## TASK TO COMPLETE
Leaving out the pictures, please retype each record exactly.
[Start EXTRACTED MATERIAL]
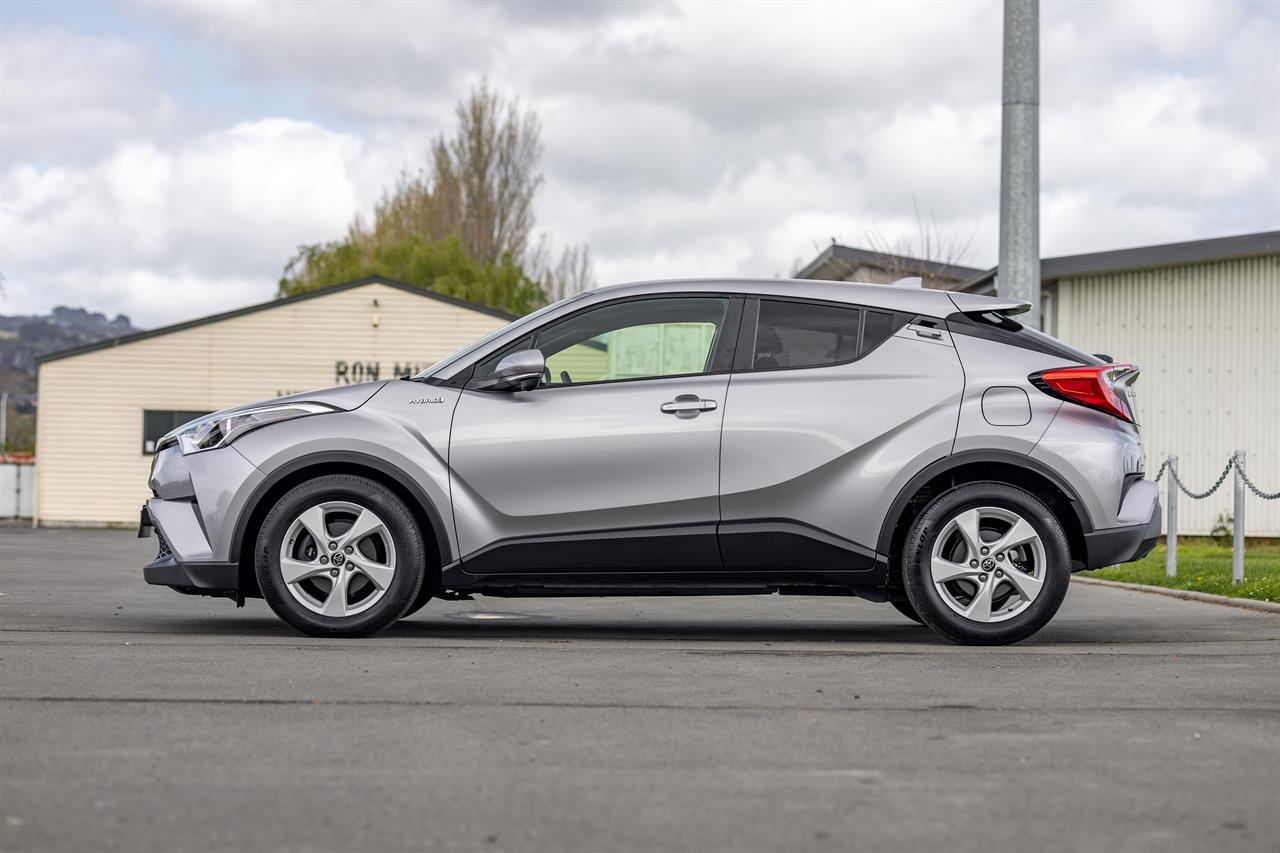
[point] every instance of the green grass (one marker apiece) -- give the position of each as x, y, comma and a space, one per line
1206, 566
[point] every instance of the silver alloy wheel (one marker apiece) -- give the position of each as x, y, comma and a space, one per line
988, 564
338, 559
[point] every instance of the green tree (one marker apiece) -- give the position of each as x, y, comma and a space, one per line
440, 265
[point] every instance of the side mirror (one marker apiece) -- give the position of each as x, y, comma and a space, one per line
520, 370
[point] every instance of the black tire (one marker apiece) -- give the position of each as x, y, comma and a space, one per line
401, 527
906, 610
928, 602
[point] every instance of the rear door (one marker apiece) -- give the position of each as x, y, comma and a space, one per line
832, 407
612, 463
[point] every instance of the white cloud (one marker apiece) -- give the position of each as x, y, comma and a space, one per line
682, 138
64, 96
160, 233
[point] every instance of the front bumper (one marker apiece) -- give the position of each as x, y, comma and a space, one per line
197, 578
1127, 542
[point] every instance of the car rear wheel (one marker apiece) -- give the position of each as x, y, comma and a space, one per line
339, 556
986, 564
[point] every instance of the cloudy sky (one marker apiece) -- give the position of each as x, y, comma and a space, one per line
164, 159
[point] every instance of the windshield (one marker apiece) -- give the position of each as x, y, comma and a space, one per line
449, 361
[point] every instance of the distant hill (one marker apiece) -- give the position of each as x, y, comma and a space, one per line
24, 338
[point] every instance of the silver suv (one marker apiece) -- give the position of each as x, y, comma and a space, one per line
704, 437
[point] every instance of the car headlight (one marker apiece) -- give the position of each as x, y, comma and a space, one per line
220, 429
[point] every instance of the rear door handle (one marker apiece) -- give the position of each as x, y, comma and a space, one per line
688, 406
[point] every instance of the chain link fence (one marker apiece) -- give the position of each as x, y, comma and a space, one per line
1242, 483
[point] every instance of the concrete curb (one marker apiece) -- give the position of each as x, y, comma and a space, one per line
[End EXTRACTED MATERIAL]
## TASK SOLUTION
[point] every instance of the green grass (one marker apiece) -- give the position of each as x, y, comma and a space, one per line
1206, 566
[point] every instance of the silver alloy wheel (one marker apiece) -- give the position of each as x, y, comma and a space, one per line
988, 564
338, 559
[point] every instance of the green tree (one marker apiece) -- give the position of each as x, y, comma and a space, one per line
440, 265
[point] every instance of the side mirror (one marker apiece) -- give the position of each as x, y, comma and a space, one per line
520, 370
[point] every instance of the black tire (one marker apiece) -- give the position of each as x, y, comma and a space, one per line
401, 527
906, 610
928, 602
[point] every instance of the rear door (one marker apiece) -- give the position of each as x, y, comma and a space, one per line
832, 407
612, 463
[point] every instance of the white cloud (one marker apiece) -- give the position of each as x, y, comma and a space, one per line
682, 138
64, 96
160, 233
[point] every instance of the front bumper (one marker apiece) -- give the position of each as x, y, comma and a space, one per line
197, 578
1127, 542
[point] every instance of the car rear wheel (one marker apiece) -- give the position of each as x, y, comma and a space, one per line
339, 556
986, 564
[point] every instance of the cloudy sky (one marker apiece) -- give the position of each as x, y, comma and a space, one per line
164, 159
[point] every instance of the windshield (one marker apiece) -- give the position of each as x, y, comma and a space, one per line
449, 361
[point] every instance of the distant hill (one marker apiece) -- give the position of each as x, y, comma and a space, one per line
24, 338
[point] every instance of the silver suv (one marker apiece) -- give the position of each as x, y, comma and a space, one per line
704, 437
[point] every instance of the car headlight (one marker apiece) -- give the position of each as x, y, comma and a space, one per line
220, 429
[point] every instance of the rear door handle (one marker apiece) -- give the position of each as x, y, comma and a space, one per line
688, 406
[point] every instance of the chain link fence (one marker apiece) -- give the position of each as x, y, comma and a space, one per line
1242, 483
[point] every instance of the concrete curb (one marker apiece) -- give the position of each as x, y, comma and a space, one per line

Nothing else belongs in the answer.